*** TEXT SECTION ***

Sunday, 11 October 2015

Black death and the Silk Road

Rats are exonerated as reservoir hosts for the Black Death

Doctor Schnabel [Dr. Beak], a plague doctor in seventeenth-century Rome. Source: wiki commons
Doctor Schnabel [Dr. Beak], a plague doctor in seventeenth-century Rome. Source: wiki commons
The grim reaper, a symbol of the Black Death: wiki commons
Most British school children are familiar with the story of the Black Death and subsequent plague epidemics that decimated the population of Europe in the Middle Ages. It now seems that the villain of the plot, the black rat, may have been wrongly accused of acting as a European reservoir for the plague bacteria and initiating sporadic disease outbreaks for 400 years.
Contrary to many people’s understanding, the plague is not a thing of the past. Although it disappeared from Europe in the early 1900s it still persists in many pockets around the world (see map), as witnessed by the current outbreak in Madagascar. Analysis of DNA and immunoprotein samples from the remains of medieval plague victims has confirmed that the Black Death and subsequent plague epidemics were caused by the same bacterium, Yersinia pestis, as modern day outbreaks.
Shortly after Alexandre Yersin’s discovery, in the l890s, of the bacillus that caused the European plague pandemics, the accepted medical understanding was that plague was transmitted to humans from fleas infesting black rats; infected fleas thus acting as vectors. When rats began dying of the disease in large numbers infected fleas bit humans as an alternative host and thus infected them.
However the role of the black rat has been challenged by several investigators. For example, Anne Karin Hufthammer made a case against the involvement of black rats in plague epidemics in Scandinavia. She based her challenge on archeological information from bone assemblages that showed that black rats were very rare in medieval Norway, despite regular outbreaks of the plague. Indeed it is likely that the colder climatic conditions across Europe during this period would not have been conducive to the survival of populations of the black rat nor the Oriental rat flea, Xenopsylla cheopsis in most of Europe.  The now common brown rat had not arrived in Europe at this time.
One of the places where the plague bacterium persists is in the Central Asian Deserts, where the great gerbil, World_distribution_of_plague_1998Rhombomys opimus, is the primary host. Gerbils are social animals, living in burrows infested with several parasitic arthropods, including the fleas that act as vectors for the bacterium. Gerbil populations fluctuate and the sylvatic plague bacterium will spread in the population when it exceeds an upper threshold level. Work published in 2007 by Nils Christian Stenseth and colleagues, who were studying the gerbil populations in Kazakhstan, suggested a co-dependency exists between climatic conditions, vegetation cover, synchronised increase in gerbil densities and plague transmission. Warm, moist conditions promote vegetation growth in these arid areas, giving rise to large gerbil populations and large plague epizootics. As gerbil populations crash, flea populations rise, the plague bacteria spread and infected fleas spill-over onto domestic animals and humans.

*** End of TEXT SECTION ***
*** INFORMATION GIVEN ***

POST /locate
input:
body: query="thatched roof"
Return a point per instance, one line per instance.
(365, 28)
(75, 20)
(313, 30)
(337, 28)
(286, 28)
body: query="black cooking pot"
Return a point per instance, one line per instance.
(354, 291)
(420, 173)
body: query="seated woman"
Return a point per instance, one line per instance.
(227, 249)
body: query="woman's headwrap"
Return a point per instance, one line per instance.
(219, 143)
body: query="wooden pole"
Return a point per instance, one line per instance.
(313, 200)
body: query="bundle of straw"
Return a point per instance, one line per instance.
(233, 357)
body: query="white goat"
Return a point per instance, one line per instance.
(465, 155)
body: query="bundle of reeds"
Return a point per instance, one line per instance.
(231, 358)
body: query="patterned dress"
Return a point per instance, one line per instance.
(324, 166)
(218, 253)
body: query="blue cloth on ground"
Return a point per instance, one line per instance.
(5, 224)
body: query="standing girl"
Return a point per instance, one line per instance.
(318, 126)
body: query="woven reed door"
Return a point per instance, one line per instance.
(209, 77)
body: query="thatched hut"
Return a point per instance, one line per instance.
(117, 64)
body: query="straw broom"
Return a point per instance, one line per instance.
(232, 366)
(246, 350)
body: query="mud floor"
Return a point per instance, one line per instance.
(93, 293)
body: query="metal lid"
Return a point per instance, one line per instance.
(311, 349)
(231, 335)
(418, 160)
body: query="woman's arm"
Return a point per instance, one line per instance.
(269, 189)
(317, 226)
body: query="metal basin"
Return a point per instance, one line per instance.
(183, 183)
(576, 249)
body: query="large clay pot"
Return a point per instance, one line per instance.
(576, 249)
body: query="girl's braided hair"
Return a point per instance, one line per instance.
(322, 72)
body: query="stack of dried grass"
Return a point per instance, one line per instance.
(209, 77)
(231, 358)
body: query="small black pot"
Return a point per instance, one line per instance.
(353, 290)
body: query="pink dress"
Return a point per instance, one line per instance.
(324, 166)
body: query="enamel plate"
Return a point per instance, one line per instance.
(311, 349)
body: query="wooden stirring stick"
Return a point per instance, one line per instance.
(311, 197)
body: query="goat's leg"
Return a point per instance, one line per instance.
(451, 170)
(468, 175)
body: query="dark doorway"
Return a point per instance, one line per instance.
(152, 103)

*** End of INFORMATION GIVEN ***

TASKS FOR THIS EXERCISE:
1) According to the Black Death text, what did the bone assemblages studied by Anne Karin Hufthammer show?
2) Please carry on the Black Death text from its final sentence.

RESULTS:
1) They showed that black rats were very rare in medieval Norway, despite regular outbreaks of the plague.

2)
The latest study from this group has just been published. Here they asked whether climatic fluctuations were also responsible for the waves of plague pandemics that swept Europe after the initial Black Death of 1347-1353.
There are, of course, no reliable climatic records from the 13th / 14th century and so Stenseth and his colleagues used tree-ring based data as a climate proxy when looking for a relationship between climate fluctuations and plague outbreaks in medieval Europe.
They used historical records of 7,711 plague outbreaks that occurred after the Black Death and data from the analysis of 15 tree-ring based climate proxies taken across Europe and Asia. Unlike modern Asian outbreaks, no association could be found between plague outbreaks and climatic conditions.
Furthermore, there was little evidence that there was a local wildlife reservoir of Y. pestisthat could have initiated new outbreaks. To determine this they selected outbreaks that occurred within 500 km of the location where one of the tree-ring samples had been taken and where, within a radius of 1000 km, there had been no previous plague outbreak in the past 2 years that could have been the source of the new outbreak. This analysis suggested that most outbreaks could be attributed to previous outbreaks nearby, as only 24 episodes remained that could only have been initiated by reservoirs of bacteria in the local rodent populations. In addition, 8 of these were historically documented to have been introduced with shipping from plague infested areas.
These findings caused then to turn their attention to the possibility that each new wave of disease had a maritime origin.
Using the same criteria to select locations, they were able to detect 61 potential maritime introductions that occurred between 1346 and 1856 in 17 harbours around the Mediterranean and the Black Sea coasts. These sea routes linked Europe with the overland routes to Asia. Historical reports were used to identify 16 potential introductions from Asia. Periods of climatic fluctuations were identified from tree ring analysis at sites on these ancient trade routes to Central Asia.  Here populations of long tailed ground squirrels and Altai marmots are the rodent reservoir of plague.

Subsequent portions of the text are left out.